__STATED TASK__.
Rewrite the part of the listing that opens with the line containing "For sports analytics purposes, locate the lemon" and closes with the line containing "[455,388,480,419]", switching "lemon wedge" to "lime wedge" and keeping everything else the same.

__Records held in a dataset__.
· · · ·
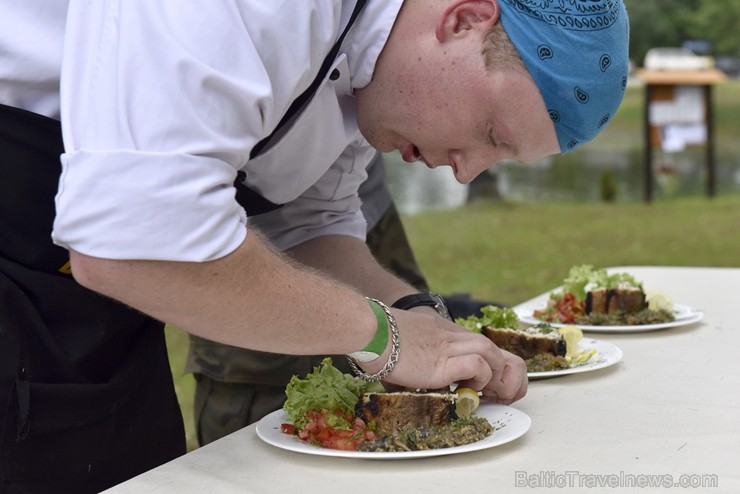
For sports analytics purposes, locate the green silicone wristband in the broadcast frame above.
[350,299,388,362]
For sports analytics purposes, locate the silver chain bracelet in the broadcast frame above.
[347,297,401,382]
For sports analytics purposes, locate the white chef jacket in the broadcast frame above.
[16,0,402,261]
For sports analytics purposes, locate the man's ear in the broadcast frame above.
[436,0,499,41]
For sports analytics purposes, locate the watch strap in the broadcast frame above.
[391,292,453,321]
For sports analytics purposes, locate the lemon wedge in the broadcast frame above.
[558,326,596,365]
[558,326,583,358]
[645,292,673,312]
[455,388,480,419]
· · · ·
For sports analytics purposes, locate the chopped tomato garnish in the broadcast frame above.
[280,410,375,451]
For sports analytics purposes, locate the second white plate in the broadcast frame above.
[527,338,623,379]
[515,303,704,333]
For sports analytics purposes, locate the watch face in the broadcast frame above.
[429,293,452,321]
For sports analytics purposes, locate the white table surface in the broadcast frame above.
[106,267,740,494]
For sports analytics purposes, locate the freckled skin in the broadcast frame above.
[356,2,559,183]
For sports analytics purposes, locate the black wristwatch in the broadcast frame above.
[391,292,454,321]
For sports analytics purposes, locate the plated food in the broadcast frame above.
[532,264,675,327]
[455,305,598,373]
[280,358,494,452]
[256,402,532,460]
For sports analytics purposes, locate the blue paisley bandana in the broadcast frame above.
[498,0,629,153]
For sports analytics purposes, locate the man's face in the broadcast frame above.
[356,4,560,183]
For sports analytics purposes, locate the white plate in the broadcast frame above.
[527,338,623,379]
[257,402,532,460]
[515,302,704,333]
· · · ·
__SOLUTION FOR THIS TASK__.
For sports analytics purposes, locate the lime wedge in the broadcast frame above.
[558,326,596,365]
[558,326,583,358]
[645,292,673,312]
[455,388,480,419]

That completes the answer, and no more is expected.